Provided passage
# New moter on my 1648



## hotshotinn (Aug 22, 2012)

Had problems with my 40 johnson several time this year and I was sick and tired of that pos moter so i traded it off for a new 40/30 Yamaha =D> 
Now thats a moter =D> Its got the bad ass tiller onit and power to spare.Comes out of the hole faster than the Johnson and top speed is within 2 miles pur hour to the Johnson.No more 40 and 50 dollar a gallon oil either as this moter is a four stroke.Best decission i ever make as far as a moter

i take a picture of the moter and rig soon :mrgreen:


----------



## Scuba559 (Aug 22, 2012)

Sick Man! Sounds like a good combo. Post some pics!


----------



## loosecaboose (Aug 22, 2012)

glad to hear you got a new motor. I am running the same yamaha 40/30 tiller motor. I agree the tiller it really nice - especially with the digital idle control. It's a strong running motor that is fairly easy on gas. Hope you have many years of trouble free use. Enjoy


----------



## hotshotinn (Aug 23, 2012)

What is asked
#1 List each distinct username that appears as a post header in the forum thread.
#2 Reproduce the stretch of the forum thread from "## hotshotinn (Aug 22, 2012)" through "Scuba559 (Aug 22, 2012)".
The material after this point is separate from the forum thread.

Listing
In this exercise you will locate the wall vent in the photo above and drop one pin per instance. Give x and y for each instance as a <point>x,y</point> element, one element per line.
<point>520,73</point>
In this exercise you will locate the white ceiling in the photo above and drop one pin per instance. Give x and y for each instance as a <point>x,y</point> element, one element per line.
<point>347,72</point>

* * *

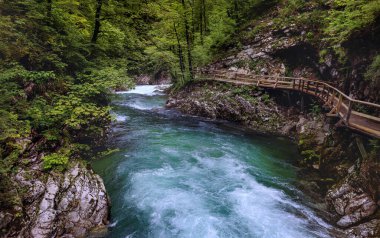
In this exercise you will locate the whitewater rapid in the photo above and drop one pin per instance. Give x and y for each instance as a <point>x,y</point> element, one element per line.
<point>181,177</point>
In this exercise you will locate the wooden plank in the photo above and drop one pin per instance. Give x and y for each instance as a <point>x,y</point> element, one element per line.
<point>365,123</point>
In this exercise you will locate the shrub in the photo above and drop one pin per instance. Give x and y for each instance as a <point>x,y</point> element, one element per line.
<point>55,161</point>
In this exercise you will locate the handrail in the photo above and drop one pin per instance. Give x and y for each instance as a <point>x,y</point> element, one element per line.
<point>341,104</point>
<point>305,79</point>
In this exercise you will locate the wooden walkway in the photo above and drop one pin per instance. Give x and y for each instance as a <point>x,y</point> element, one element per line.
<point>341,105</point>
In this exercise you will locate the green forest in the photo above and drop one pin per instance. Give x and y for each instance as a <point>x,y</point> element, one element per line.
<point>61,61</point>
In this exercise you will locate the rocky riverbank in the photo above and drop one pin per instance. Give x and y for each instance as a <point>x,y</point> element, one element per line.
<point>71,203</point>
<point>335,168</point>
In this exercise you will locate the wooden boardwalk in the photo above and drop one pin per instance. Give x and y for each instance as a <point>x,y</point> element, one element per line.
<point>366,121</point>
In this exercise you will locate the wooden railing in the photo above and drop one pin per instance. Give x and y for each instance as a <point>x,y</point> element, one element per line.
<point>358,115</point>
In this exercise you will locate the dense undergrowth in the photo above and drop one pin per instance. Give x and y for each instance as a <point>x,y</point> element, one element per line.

---

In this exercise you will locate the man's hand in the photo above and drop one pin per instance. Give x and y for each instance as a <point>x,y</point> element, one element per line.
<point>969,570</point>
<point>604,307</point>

Answer set
#1
hotshotinn
Scuba559
loosecaboose

#2
## hotshotinn (Aug 22, 2012)

Had problems with my 40 johnson several time this year and I was sick and tired of that pos moter so i traded it off for a new 40/30 Yamaha =D> 
Now thats a moter =D> Its got the bad ass tiller onit and power to spare.Comes out of the hole faster than the Johnson and top speed is within 2 miles pur hour to the Johnson.No more 40 and 50 dollar a gallon oil either as this moter is a four stroke.Best decission i ever make as far as a moter

i take a picture of the moter and rig soon :mrgreen:


----------



## Scuba559 (Aug 22, 2012)